Los muros que lloran: las redadas y el alma chicana. Por Caleb Ordoñez Talavera

En el norte de nuestro continente, justo donde termina México y comienza Estados Unidos, hay una línea invisible que desde hace décadas divide más que territorios. Divide familias, sueños, culturas, idiomas, economías… y últimamente, divide también lo humano de lo inhumano.

Esta semana, Donald Trump —en una etapa crítica de su carrera política, con una caída notoria en las encuestas, escándalos judiciales y un sector republicano que empieza a verlo más como un riesgo que como un líder— ha regresado a una vieja y efectiva estrategia: la del miedo. El expresidente ha lanzado una ofensiva pública para prometer redadas masivas contra migrantes, deportaciones “como nunca antes vistas” y políticas de “cero tolerancia”.

Datos:
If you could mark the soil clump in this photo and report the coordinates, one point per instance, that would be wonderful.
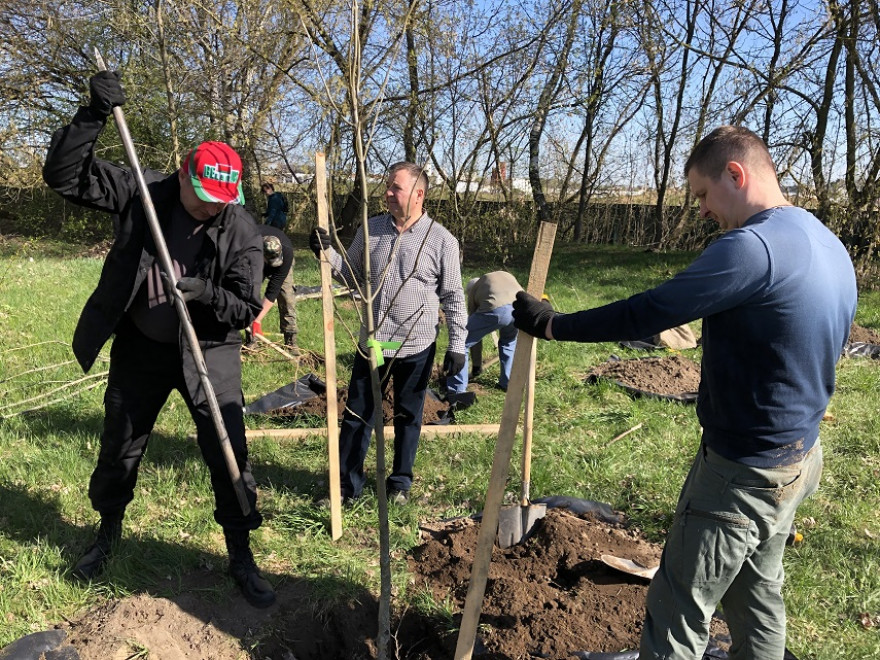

Conjunto de tareas:
(a) Resume en dos oraciones el texto sobre las redadas.
(b) Reproduce fielmente el fragmento del texto sobre las redadas que comienza en las palabras "Los muros que" y termina después de "de lo inhumano.".
(c) Continúa el texto sobre las redadas desde el punto en que se detiene.

Respuestas por tarea:
(a) El texto describe la frontera entre México y Estados Unidos como una línea invisible que divide familias, sueños, culturas, idiomas y economías, y que últimamente también separa lo humano de lo inhumano. Afirma que Donald Trump, en una etapa crítica marcada por su caída en las encuestas, escándalos judiciales y la desconfianza de un sector republicano, ha vuelto a la estrategia del miedo al prometer redadas masivas, deportaciones y políticas de "cero tolerancia".

(b)
Los muros que lloran: las redadas y el alma chicana. Por Caleb Ordoñez Talavera

En el norte de nuestro continente, justo donde termina México y comienza Estados Unidos, hay una línea invisible que desde hace décadas divide más que territorios. Divide familias, sueños, culturas, idiomas, economías… y últimamente, divide también lo humano de lo inhumano.

(c)
La razón no es nueva ni sutil: apelar al votante blanco conservador que ve en el migrante un enemigo económico y cultural. Ese votante que, ante la inflación, la violencia armada o el desempleo, prefiere culpar al que habla español que exigirle cuentas al sistema. En medio del descontento generalizado, Trump no busca soluciones reales, busca culpables útiles. Y como en otras épocas oscuras de la historia, los migrantes —sobre todo los latinos, sobre todo los mexicanos— vuelven a ser carne de cañón.

Pero hay una realidad más profunda y más dolorosa. Quien ha vivido el cruce, legal o no, sabe que la frontera no es sólo un punto geográfico. Es una cicatriz. Las políticas migratorias —de Trump o de cualquier otro mandatario— convierten esa cicatriz en una herida abierta. Cada redada, cada niño separado de sus padres, cada deportación arbitraria, no es solo una estadística más. Es una tragedia personal. Y más allá de lo político, esto es profundamente humano.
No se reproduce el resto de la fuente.